[Saved data entries]
—————

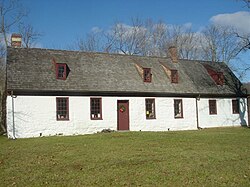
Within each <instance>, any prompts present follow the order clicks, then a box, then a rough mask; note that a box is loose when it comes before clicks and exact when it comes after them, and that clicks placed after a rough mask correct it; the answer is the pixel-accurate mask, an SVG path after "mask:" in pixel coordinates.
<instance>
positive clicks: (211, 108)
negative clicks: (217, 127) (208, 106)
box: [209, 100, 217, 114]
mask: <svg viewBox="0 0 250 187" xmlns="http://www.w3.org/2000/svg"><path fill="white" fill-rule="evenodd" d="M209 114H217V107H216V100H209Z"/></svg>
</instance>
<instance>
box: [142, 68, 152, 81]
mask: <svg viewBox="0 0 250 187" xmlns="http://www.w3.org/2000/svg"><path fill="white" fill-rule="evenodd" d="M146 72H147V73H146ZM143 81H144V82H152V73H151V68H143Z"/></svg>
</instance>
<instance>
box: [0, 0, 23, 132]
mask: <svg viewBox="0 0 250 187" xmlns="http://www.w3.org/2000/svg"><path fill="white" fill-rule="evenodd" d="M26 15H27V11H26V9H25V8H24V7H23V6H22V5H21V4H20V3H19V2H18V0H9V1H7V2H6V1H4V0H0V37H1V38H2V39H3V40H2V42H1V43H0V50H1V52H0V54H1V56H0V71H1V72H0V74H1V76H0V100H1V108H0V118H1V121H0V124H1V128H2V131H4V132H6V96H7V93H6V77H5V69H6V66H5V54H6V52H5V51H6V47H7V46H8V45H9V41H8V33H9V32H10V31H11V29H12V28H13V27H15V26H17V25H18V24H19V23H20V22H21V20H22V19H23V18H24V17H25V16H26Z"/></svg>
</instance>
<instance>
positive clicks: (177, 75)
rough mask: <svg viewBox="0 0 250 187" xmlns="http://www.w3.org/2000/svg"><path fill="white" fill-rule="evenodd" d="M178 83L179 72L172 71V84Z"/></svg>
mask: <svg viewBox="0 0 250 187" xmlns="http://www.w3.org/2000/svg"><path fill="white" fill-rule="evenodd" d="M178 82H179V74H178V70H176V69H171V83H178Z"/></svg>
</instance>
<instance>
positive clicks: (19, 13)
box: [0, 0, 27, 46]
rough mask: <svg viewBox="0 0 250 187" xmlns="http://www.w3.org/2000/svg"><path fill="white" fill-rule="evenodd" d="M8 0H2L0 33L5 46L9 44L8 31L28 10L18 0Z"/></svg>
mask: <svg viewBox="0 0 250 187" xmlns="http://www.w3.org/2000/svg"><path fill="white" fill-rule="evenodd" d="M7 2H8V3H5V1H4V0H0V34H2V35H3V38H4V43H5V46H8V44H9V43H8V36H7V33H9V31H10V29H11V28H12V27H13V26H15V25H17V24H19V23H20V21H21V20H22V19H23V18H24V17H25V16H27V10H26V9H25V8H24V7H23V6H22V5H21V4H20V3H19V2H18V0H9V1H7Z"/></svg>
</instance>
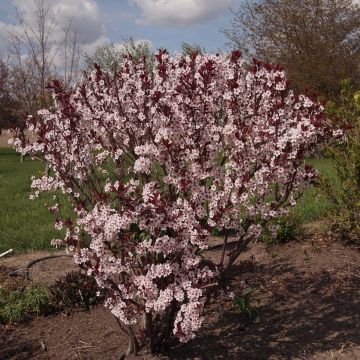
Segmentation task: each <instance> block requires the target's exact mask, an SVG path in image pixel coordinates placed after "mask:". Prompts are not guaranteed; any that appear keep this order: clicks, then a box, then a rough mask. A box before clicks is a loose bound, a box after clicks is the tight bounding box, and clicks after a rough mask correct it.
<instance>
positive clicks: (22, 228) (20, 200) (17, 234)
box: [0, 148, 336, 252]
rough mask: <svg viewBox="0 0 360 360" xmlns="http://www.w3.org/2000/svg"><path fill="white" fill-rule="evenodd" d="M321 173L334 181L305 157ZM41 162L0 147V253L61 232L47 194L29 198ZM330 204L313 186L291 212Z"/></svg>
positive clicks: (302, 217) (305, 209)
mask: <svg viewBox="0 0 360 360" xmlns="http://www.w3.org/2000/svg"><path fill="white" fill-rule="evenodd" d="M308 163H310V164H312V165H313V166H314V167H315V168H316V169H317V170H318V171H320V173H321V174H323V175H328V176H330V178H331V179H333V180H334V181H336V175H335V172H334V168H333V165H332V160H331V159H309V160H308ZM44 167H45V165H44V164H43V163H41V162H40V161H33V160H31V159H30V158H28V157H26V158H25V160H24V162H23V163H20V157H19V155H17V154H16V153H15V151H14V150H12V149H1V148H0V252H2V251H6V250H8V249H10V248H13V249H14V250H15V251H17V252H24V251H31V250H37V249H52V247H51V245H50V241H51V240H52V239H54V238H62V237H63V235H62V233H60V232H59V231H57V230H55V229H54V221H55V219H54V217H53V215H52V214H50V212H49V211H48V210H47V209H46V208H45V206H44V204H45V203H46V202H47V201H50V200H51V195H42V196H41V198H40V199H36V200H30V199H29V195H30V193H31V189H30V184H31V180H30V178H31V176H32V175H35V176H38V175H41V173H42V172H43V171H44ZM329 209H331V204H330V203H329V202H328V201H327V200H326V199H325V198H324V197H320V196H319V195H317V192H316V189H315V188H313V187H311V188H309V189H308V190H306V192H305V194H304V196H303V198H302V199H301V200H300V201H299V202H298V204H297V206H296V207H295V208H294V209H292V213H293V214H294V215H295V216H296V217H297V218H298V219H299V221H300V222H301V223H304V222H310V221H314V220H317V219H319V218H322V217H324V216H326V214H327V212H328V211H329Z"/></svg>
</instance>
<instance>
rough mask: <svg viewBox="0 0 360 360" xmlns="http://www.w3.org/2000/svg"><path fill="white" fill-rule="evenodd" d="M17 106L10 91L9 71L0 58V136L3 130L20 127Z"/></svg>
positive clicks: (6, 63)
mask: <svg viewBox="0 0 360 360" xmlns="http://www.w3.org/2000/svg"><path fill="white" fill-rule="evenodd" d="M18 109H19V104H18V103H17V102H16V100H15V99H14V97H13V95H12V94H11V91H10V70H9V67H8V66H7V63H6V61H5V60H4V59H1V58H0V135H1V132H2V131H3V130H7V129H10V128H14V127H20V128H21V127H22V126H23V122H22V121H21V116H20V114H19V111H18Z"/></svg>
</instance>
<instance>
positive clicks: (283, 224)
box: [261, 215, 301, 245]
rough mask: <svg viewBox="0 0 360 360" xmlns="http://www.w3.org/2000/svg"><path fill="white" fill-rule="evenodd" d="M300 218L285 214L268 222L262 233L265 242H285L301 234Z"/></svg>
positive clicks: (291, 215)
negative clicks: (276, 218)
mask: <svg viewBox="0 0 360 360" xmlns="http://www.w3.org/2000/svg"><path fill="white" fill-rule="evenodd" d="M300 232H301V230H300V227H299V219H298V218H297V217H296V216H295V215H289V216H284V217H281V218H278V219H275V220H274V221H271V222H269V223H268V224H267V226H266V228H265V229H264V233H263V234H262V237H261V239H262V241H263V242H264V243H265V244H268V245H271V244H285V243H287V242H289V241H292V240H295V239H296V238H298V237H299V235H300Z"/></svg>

—————

**TRY IT**: Set the pictures aside and transcribe the data above exactly.

**ANSWER BOX**:
Within each <instance>, any prompts present follow the order clicks, then a box, then a rough mask; note that a box is loose when it comes before clicks and exact when it comes after them, and that clicks placed after a rough mask correct it; the answer is the pixel-accurate mask, an SVG path after "mask:" in pixel coordinates.
<instance>
positive clicks: (211, 108)
negative clicks: (217, 127) (208, 106)
box: [209, 100, 217, 114]
mask: <svg viewBox="0 0 250 187" xmlns="http://www.w3.org/2000/svg"><path fill="white" fill-rule="evenodd" d="M209 114H217V107H216V100H209Z"/></svg>
</instance>
<instance>
box: [142, 68, 152, 81]
mask: <svg viewBox="0 0 250 187" xmlns="http://www.w3.org/2000/svg"><path fill="white" fill-rule="evenodd" d="M146 72H147V73H146ZM143 81H144V82H152V73H151V68H143Z"/></svg>
</instance>
<instance>
box: [0, 0, 23, 132]
mask: <svg viewBox="0 0 250 187" xmlns="http://www.w3.org/2000/svg"><path fill="white" fill-rule="evenodd" d="M26 15H27V11H26V9H25V8H24V7H23V6H22V5H21V4H20V3H19V2H18V0H9V1H7V2H6V1H4V0H0V37H1V38H2V39H3V40H2V42H1V43H0V50H1V52H0V54H1V56H0V71H1V72H0V74H1V76H0V100H1V108H0V118H1V121H0V124H1V128H2V131H4V132H6V96H7V93H6V77H5V69H6V66H5V54H6V52H5V51H6V47H7V46H8V45H9V41H8V33H9V32H10V31H11V29H12V28H13V27H15V26H17V25H18V24H19V23H20V22H21V20H22V19H23V18H24V17H25V16H26Z"/></svg>
</instance>
<instance>
positive clicks: (177, 75)
rough mask: <svg viewBox="0 0 250 187" xmlns="http://www.w3.org/2000/svg"><path fill="white" fill-rule="evenodd" d="M178 83L179 72L172 71V84Z"/></svg>
mask: <svg viewBox="0 0 250 187" xmlns="http://www.w3.org/2000/svg"><path fill="white" fill-rule="evenodd" d="M178 82H179V74H178V70H176V69H171V83H178Z"/></svg>
</instance>
<instance>
positive clicks: (19, 13)
box: [0, 0, 27, 46]
rough mask: <svg viewBox="0 0 250 187" xmlns="http://www.w3.org/2000/svg"><path fill="white" fill-rule="evenodd" d="M8 0H2L0 33L5 46L9 44L8 31L28 10L18 0Z"/></svg>
mask: <svg viewBox="0 0 250 187" xmlns="http://www.w3.org/2000/svg"><path fill="white" fill-rule="evenodd" d="M7 2H8V3H5V1H4V0H0V34H2V35H3V38H4V43H5V46H8V44H9V43H8V36H7V33H9V31H10V29H11V28H12V27H13V26H15V25H17V24H19V23H20V21H21V20H22V19H23V18H24V17H25V16H27V10H26V9H25V8H24V7H23V6H22V5H21V4H20V3H19V2H18V0H9V1H7Z"/></svg>
</instance>
Segmentation task: each <instance> block requires the target's exact mask, an SVG path in image pixel coordinates placed after "mask:". Prompts are not guaranteed; any that appear keep this order: clicks, then a box, then a rough mask. A box before clicks is a loose bound, a box after clicks is the tight bounding box, and clicks after a rough mask correct it.
<instance>
positive clicks: (22, 228) (20, 200) (17, 234)
box: [0, 148, 336, 252]
rough mask: <svg viewBox="0 0 360 360" xmlns="http://www.w3.org/2000/svg"><path fill="white" fill-rule="evenodd" d="M321 173L334 181L305 157ZM41 162L0 147V253L61 232L47 194L29 198ZM330 204L313 186L291 212Z"/></svg>
positive clicks: (302, 217) (305, 209)
mask: <svg viewBox="0 0 360 360" xmlns="http://www.w3.org/2000/svg"><path fill="white" fill-rule="evenodd" d="M308 163H310V164H312V165H313V166H314V167H315V168H316V169H317V170H318V171H320V173H321V174H323V175H328V176H330V178H331V179H333V180H334V181H336V175H335V172H334V168H333V165H332V160H331V159H309V160H308ZM44 167H45V165H44V164H43V163H41V162H40V161H33V160H31V159H30V158H28V157H26V158H25V160H24V162H23V163H20V157H19V155H17V154H16V153H15V151H14V150H12V149H1V148H0V252H2V251H6V250H8V249H10V248H13V249H14V250H15V251H17V252H24V251H31V250H37V249H52V247H51V245H50V241H51V240H52V239H54V238H62V237H63V235H62V233H60V232H59V231H57V230H55V229H54V221H55V219H54V217H53V215H52V214H50V212H49V211H48V210H47V209H46V208H45V206H44V204H45V203H46V202H47V201H50V200H51V195H42V196H41V198H40V199H36V200H30V199H29V195H30V193H31V189H30V184H31V180H30V178H31V176H32V175H35V176H38V175H41V173H42V172H43V171H44ZM329 209H331V204H330V203H329V202H328V201H327V200H326V199H325V198H324V197H320V196H319V195H317V192H316V189H315V188H313V187H311V188H309V189H308V190H306V192H305V194H304V196H303V198H302V199H301V200H300V201H299V202H298V204H297V206H296V207H295V208H294V209H292V213H293V214H294V215H295V216H296V217H297V218H298V219H299V221H300V222H301V223H304V222H310V221H314V220H317V219H319V218H322V217H324V216H326V214H327V212H328V211H329Z"/></svg>
</instance>
<instance>
rough mask: <svg viewBox="0 0 360 360" xmlns="http://www.w3.org/2000/svg"><path fill="white" fill-rule="evenodd" d="M17 106L10 91L9 71L0 58V136L3 130L20 127Z"/></svg>
positive clicks: (6, 63)
mask: <svg viewBox="0 0 360 360" xmlns="http://www.w3.org/2000/svg"><path fill="white" fill-rule="evenodd" d="M18 109H19V104H18V103H17V102H16V100H15V99H14V97H13V95H12V94H11V91H10V70H9V67H8V66H7V63H6V61H5V60H4V59H1V58H0V135H1V132H2V131H3V130H7V129H10V128H14V127H20V128H21V127H22V126H23V122H22V121H21V116H20V114H19V111H18Z"/></svg>
</instance>
<instance>
positive clicks: (283, 224)
box: [261, 215, 301, 245]
rough mask: <svg viewBox="0 0 360 360" xmlns="http://www.w3.org/2000/svg"><path fill="white" fill-rule="evenodd" d="M300 218L285 214L268 222L262 233L265 242H285L301 234Z"/></svg>
positive clicks: (291, 215)
negative clicks: (276, 218)
mask: <svg viewBox="0 0 360 360" xmlns="http://www.w3.org/2000/svg"><path fill="white" fill-rule="evenodd" d="M300 232H301V230H300V227H299V219H298V218H297V217H296V216H295V215H289V216H284V217H281V218H278V219H275V220H274V221H271V222H269V223H268V224H267V226H266V228H265V229H264V233H263V234H262V237H261V239H262V241H263V242H264V243H265V244H268V245H271V244H285V243H287V242H289V241H292V240H295V239H296V238H298V237H299V235H300Z"/></svg>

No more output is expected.